EXCERPTED TEXT:
## Start

Viewer ratings for this show are not yet available, but viewers who stayed up late on a Monday night to watch this special (broadcast at 10 pm on the East Coast) certainly had many other competing attractions. For example, at the same hour, National Basketball Association's top teams were pitched in important games and The Sopranos was on at the Home Box Office cable channel. The Sopranos is the critically acclaimed serial drama depicting the personal foibles of a fictional mafia family.
Most South Asians have followed the decades old India-Pakistan conflict closely. Some may have even become numbed into accepting the social and financial toll as the subcontinent's inevitable destiny. For Americans, the Kashmir conflict has been a distant noise. Most Americans are not knowledgeable about the history or the depth of the rivalry between the two major South Asian siblings. For Americans, then, The Dark Horizon was an instructive, if dramatic, introduction to a potential disaster begging for world attention.
The most bloodcurdling moment of The Dark Horizon was a single-sentence statement by George Fernandes, the Indian defense minister. No, I'm not referring to his jingoistic "India can beat Pakistan, anytime, anywhere" statement made during the Kargil crisis last year. On this ABC program, Fernandes delivered what seems to be a calculated and covert threat to Pakistan. He was answering a question from Jennings about the possible consequences of a nuclear war. Fernandes appeared extraordinarily cool and precise as he made the following statement: "It's going to be the end for those who, ...shall I say....., fool about with the Bomb."
With statements like these from senior government officials of both Pakistan and India, the ominous title of the ABC special seems justified.
I thought the program had a glaring omission: there was no direct quote from, or interview with, Prime Minister Atal Bihari Vajpayee! I asked Richard Robbins of ABC, who was intimately involved in producing this program for an explanation. Robbins says ABC tried its best to get an interview with the prime minister, but did not succeed. "Perhaps, the prime minister is not comfortable with an interview ..... in English," says Robbins. If the Indian government wanted to orchestrate its views on American television, this would have been a rare chance. Instead, we were left with Foreign Minister Jaswant Singh's platitudes and Fernandes's penchant for controversy.
On the Pakistani side, views alternating between diplomacy and bravado were provided by Ambassador Lodhi and General Quereshi. Pakistanis interviewed for the program made repeated reminders to the American newsman and his audience of America's role in the region. After all, it was America's arming of Afghan freedom fighters that flooded this region with weapons and zealots. Now, is it not fair to expect America to help eradicate the region's brewing anarchy?

## End

Stored items:
## Start

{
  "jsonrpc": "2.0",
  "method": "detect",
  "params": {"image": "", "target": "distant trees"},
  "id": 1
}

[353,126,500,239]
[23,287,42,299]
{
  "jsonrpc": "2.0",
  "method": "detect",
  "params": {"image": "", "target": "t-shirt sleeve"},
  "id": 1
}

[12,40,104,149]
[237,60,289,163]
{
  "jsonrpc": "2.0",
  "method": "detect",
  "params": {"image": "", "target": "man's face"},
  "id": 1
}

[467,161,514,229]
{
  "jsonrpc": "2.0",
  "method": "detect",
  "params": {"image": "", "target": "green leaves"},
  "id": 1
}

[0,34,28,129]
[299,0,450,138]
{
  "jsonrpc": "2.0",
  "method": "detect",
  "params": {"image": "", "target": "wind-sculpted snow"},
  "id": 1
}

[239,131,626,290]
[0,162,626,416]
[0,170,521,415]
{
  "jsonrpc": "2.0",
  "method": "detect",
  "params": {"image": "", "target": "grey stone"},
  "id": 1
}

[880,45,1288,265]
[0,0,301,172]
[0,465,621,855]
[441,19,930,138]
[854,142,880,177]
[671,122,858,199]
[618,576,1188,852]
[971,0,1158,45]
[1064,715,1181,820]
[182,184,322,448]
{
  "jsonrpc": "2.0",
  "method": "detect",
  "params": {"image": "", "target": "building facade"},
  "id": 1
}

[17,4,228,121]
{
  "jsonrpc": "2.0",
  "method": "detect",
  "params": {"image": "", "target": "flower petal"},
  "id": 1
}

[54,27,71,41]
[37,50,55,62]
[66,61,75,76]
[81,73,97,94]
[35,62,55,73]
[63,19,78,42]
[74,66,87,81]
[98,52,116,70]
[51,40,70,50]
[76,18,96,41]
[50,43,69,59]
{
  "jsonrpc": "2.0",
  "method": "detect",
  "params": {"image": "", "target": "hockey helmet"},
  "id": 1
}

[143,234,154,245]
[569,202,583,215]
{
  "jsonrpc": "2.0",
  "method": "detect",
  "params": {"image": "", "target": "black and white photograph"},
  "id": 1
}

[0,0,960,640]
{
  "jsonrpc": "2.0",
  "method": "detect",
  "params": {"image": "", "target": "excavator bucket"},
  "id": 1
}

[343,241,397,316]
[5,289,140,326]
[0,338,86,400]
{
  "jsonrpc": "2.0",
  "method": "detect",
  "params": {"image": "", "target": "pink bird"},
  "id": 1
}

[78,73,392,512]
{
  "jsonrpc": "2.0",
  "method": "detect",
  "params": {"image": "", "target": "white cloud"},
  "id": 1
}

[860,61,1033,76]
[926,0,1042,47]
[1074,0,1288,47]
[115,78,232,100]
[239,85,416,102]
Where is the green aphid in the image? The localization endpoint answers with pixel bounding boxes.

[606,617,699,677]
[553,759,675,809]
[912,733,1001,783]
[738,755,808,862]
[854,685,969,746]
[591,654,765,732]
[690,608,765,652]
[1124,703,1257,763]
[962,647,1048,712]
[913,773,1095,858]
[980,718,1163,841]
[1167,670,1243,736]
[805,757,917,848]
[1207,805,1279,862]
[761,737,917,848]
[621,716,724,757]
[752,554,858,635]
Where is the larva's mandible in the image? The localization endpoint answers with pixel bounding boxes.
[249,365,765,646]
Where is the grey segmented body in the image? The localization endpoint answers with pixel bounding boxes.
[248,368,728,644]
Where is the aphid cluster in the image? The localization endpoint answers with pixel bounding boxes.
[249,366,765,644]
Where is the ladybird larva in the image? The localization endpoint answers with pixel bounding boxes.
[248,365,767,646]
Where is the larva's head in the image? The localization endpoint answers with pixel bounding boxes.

## End

TASKS TO PERFORM:
A - Reproduce the passage about The Dark Horizon between "I thought the" and "penchant for controversy.", inclusive.
B - Arrange the lines of the entries as a numbered list, leaving out blank lines. Cover only the lines from the start of the entries through the line holding "[50,43,69,59]", inclusive.

TASK-BY-TASK SOLUTIONS:
A -
I thought the program had a glaring omission: there was no direct quote from, or interview with, Prime Minister Atal Bihari Vajpayee! I asked Richard Robbins of ABC, who was intimately involved in producing this program for an explanation. Robbins says ABC tried its best to get an interview with the prime minister, but did not succeed. "Perhaps, the prime minister is not comfortable with an interview ..... in English," says Robbins. If the Indian government wanted to orchestrate its views on American television, this would have been a rare chance. Instead, we were left with Foreign Minister Jaswant Singh's platitudes and Fernandes's penchant for controversy.

B -
1. {
2.   "jsonrpc": "2.0",
3.   "method": "detect",
4.   "params": {"image": "", "target": "distant trees"},
5.   "id": 1
6. }
7. [353,126,500,239]
8. [23,287,42,299]
9. {
10.   "jsonrpc": "2.0",
11.   "method": "detect",
12.   "params": {"image": "", "target": "t-shirt sleeve"},
13.   "id": 1
14. }
15. [12,40,104,149]
16. [237,60,289,163]
17. {
18.   "jsonrpc": "2.0",
19.   "method": "detect",
20.   "params": {"image": "", "target": "man's face"},
21.   "id": 1
22. }
23. [467,161,514,229]
24. {
25.   "jsonrpc": "2.0",
26.   "method": "detect",
27.   "params": {"image": "", "target": "green leaves"},
28.   "id": 1
29. }
30. [0,34,28,129]
31. [299,0,450,138]
32. {
33.   "jsonrpc": "2.0",
34.   "method": "detect",
35.   "params": {"image": "", "target": "wind-sculpted snow"},
36.   "id": 1
37. }
38. [239,131,626,290]
39. [0,162,626,416]
40. [0,170,521,415]
41. {
42.   "jsonrpc": "2.0",
43.   "method": "detect",
44.   "params": {"image": "", "target": "grey stone"},
45.   "id": 1
46. }
47. [880,45,1288,265]
48. [0,0,301,172]
49. [0,465,621,855]
50. [441,19,930,138]
51. [854,142,880,177]
52. [671,122,858,199]
53. [618,576,1188,852]
54. [971,0,1158,45]
55. [1064,715,1181,820]
56. [182,184,322,448]
57. {
58.   "jsonrpc": "2.0",
59.   "method": "detect",
60.   "params": {"image": "", "target": "building facade"},
61.   "id": 1
62. }
63. [17,4,228,121]
64. {
65.   "jsonrpc": "2.0",
66.   "method": "detect",
67.   "params": {"image": "", "target": "flower petal"},
68.   "id": 1
69. }
70. [54,27,71,41]
71. [37,50,55,62]
72. [66,61,75,76]
73. [81,73,97,94]
74. [35,62,55,73]
75. [63,19,78,42]
76. [74,66,87,81]
77. [98,52,116,70]
78. [51,40,70,50]
79. [76,18,96,41]
80. [50,43,69,59]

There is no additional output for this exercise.